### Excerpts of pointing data
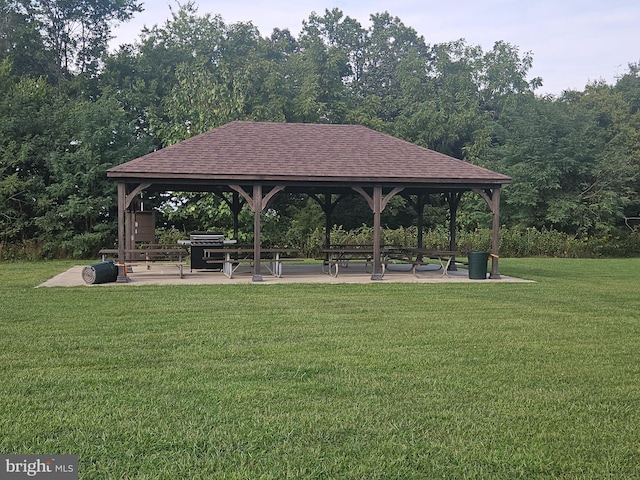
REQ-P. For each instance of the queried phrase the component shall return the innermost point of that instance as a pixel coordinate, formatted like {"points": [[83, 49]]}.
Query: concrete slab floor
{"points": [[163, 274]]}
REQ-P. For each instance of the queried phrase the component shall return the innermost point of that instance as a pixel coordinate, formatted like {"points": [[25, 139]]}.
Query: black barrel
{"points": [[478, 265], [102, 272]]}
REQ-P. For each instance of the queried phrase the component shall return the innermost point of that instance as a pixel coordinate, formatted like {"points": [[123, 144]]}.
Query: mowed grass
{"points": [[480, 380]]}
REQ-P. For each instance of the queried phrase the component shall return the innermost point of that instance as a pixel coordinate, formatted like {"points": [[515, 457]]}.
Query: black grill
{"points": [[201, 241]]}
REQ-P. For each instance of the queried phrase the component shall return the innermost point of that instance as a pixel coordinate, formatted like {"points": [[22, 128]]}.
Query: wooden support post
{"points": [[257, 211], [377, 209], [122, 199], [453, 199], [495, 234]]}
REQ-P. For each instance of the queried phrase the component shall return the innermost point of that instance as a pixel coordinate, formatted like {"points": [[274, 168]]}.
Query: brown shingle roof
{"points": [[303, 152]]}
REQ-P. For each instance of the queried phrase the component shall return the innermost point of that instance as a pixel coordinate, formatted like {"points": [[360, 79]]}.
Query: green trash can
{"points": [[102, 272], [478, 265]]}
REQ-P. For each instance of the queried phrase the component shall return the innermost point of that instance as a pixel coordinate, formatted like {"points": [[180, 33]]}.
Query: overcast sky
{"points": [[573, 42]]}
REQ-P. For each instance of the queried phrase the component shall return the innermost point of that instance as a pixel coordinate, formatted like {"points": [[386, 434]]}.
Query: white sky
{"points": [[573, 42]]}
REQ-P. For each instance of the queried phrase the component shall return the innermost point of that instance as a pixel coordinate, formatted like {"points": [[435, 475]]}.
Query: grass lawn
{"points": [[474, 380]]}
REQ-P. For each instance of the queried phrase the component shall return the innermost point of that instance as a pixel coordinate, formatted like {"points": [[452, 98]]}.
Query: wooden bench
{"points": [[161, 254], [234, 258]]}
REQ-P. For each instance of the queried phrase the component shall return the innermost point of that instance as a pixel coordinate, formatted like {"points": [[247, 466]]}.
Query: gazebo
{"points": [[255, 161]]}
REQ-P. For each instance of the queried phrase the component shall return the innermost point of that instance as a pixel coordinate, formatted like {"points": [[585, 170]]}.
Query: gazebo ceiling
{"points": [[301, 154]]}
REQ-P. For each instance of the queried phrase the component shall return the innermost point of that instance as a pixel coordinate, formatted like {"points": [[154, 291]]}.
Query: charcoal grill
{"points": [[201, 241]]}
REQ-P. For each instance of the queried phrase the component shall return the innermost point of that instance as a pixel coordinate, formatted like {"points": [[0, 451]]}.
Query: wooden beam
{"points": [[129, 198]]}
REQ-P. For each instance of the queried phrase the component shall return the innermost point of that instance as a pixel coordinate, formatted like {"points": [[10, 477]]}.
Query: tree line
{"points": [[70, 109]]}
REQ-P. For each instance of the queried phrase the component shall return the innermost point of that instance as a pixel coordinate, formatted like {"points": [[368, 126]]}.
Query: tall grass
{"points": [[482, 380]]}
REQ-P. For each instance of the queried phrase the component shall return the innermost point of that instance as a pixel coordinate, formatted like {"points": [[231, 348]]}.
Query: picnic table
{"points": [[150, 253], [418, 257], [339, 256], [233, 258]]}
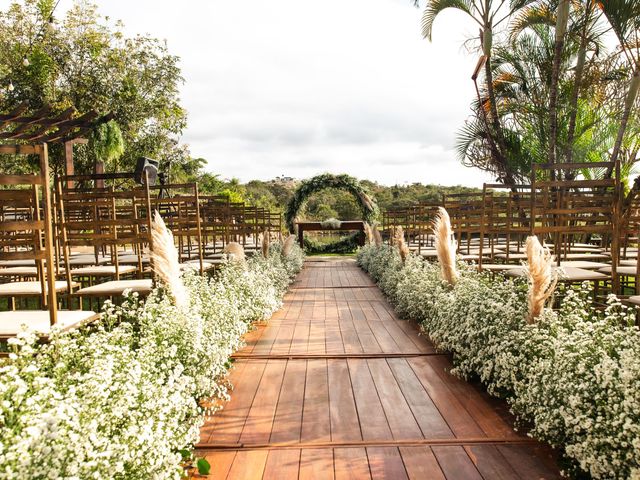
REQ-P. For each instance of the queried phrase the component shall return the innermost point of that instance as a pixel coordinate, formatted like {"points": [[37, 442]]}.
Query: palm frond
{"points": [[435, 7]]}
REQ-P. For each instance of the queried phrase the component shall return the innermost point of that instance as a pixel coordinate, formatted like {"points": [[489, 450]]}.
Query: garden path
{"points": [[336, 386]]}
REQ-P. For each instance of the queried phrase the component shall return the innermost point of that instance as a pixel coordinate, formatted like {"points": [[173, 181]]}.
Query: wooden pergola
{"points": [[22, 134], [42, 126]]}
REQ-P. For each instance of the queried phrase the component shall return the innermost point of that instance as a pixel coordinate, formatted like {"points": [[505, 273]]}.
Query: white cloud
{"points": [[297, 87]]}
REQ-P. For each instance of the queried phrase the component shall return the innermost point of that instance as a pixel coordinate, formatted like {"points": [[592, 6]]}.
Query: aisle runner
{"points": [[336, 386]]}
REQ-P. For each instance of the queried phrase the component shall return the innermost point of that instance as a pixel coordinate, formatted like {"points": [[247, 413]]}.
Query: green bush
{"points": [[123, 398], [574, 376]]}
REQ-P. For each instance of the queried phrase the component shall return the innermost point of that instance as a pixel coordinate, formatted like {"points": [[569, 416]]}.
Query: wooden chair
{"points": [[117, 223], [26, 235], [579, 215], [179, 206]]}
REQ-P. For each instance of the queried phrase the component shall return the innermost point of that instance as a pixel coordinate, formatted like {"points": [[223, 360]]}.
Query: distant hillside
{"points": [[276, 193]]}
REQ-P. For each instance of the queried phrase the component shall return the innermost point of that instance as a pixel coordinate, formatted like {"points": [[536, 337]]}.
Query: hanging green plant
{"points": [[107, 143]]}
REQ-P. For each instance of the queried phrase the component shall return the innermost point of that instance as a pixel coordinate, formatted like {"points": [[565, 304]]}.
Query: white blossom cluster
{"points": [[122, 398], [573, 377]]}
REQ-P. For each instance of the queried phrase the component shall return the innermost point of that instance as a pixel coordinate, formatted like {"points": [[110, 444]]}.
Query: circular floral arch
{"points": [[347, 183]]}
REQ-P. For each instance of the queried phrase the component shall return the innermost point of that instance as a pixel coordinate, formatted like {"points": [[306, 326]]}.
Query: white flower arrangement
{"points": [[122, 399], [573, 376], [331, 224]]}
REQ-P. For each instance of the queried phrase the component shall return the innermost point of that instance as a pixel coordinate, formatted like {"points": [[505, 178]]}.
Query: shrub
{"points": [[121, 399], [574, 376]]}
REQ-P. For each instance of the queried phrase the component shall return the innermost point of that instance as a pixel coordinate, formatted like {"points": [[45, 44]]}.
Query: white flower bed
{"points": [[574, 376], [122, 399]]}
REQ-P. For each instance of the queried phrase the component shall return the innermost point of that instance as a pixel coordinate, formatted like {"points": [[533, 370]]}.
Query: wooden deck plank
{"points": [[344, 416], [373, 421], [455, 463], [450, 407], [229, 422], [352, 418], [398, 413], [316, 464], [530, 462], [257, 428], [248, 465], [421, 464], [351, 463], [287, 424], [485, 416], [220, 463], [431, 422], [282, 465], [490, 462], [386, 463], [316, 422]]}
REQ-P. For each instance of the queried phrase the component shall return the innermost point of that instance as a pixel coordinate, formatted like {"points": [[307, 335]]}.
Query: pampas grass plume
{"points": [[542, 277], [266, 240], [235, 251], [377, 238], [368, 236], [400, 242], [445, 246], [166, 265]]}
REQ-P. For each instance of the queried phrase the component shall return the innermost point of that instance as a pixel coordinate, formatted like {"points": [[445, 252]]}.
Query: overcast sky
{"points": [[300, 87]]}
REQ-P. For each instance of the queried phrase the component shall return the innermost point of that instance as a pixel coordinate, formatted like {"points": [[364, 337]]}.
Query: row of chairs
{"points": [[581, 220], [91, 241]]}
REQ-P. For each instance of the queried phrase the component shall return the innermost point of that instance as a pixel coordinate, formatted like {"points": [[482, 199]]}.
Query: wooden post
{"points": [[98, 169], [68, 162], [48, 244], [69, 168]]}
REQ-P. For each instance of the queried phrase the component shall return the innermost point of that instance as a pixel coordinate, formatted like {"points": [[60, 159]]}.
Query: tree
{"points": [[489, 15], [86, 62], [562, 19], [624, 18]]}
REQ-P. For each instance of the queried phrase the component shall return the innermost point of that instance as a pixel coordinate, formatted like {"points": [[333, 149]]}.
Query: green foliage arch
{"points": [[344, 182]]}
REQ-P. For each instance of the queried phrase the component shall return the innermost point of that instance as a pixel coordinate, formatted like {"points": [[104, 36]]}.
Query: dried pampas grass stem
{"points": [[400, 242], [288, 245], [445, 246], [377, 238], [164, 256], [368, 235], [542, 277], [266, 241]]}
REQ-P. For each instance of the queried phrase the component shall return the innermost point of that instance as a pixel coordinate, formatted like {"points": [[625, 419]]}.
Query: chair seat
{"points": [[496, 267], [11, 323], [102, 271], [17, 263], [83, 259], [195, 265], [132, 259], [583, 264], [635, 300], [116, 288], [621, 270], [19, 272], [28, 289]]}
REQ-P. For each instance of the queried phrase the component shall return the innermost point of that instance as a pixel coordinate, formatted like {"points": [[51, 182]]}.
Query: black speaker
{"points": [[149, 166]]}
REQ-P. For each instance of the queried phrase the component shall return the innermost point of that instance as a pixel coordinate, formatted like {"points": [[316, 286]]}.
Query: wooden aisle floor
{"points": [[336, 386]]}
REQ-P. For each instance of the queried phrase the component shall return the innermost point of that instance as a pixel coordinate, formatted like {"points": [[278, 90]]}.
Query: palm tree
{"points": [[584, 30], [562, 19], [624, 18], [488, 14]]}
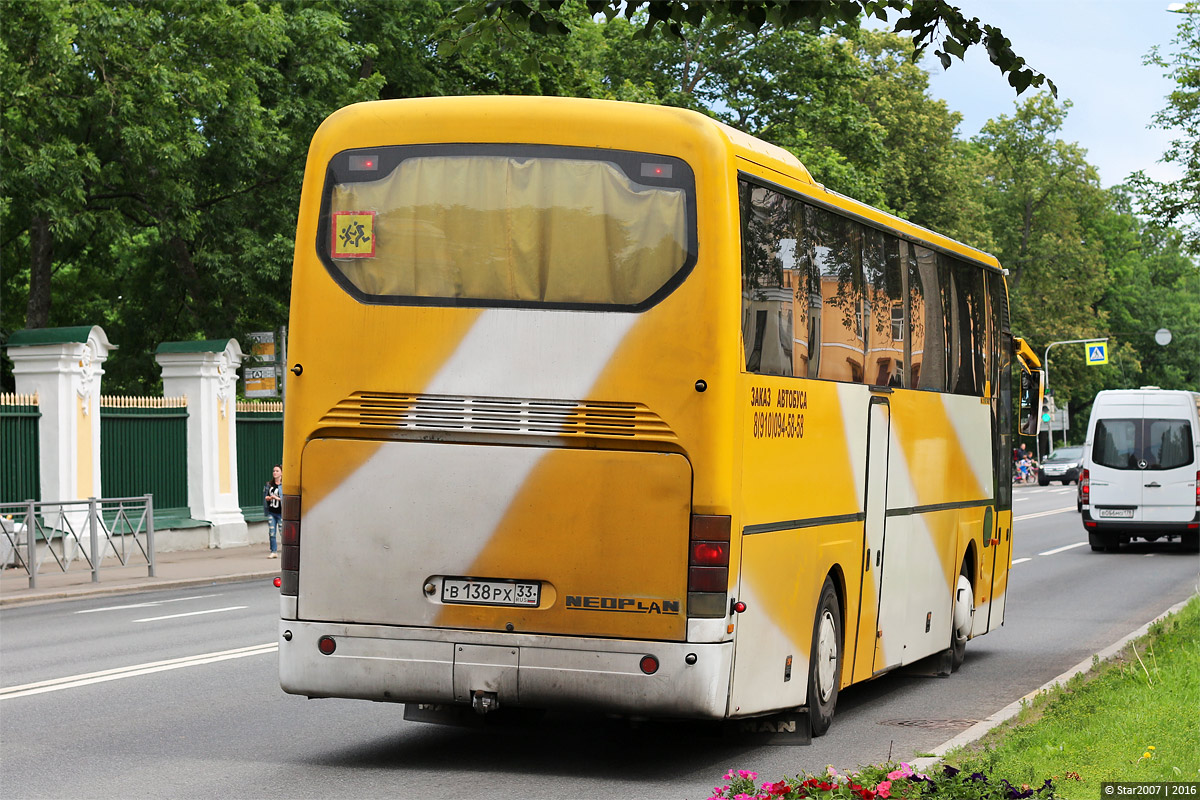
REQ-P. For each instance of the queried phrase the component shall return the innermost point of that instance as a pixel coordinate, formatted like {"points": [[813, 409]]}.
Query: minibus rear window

### Written instruction
Pull out every line of the rows above that contains the string "grass". Matching is case-sensitive.

### Output for this task
Query: mowed grass
Query: grass lawn
Query: tall grass
Query: pampas grass plume
Query: dried pampas grass stem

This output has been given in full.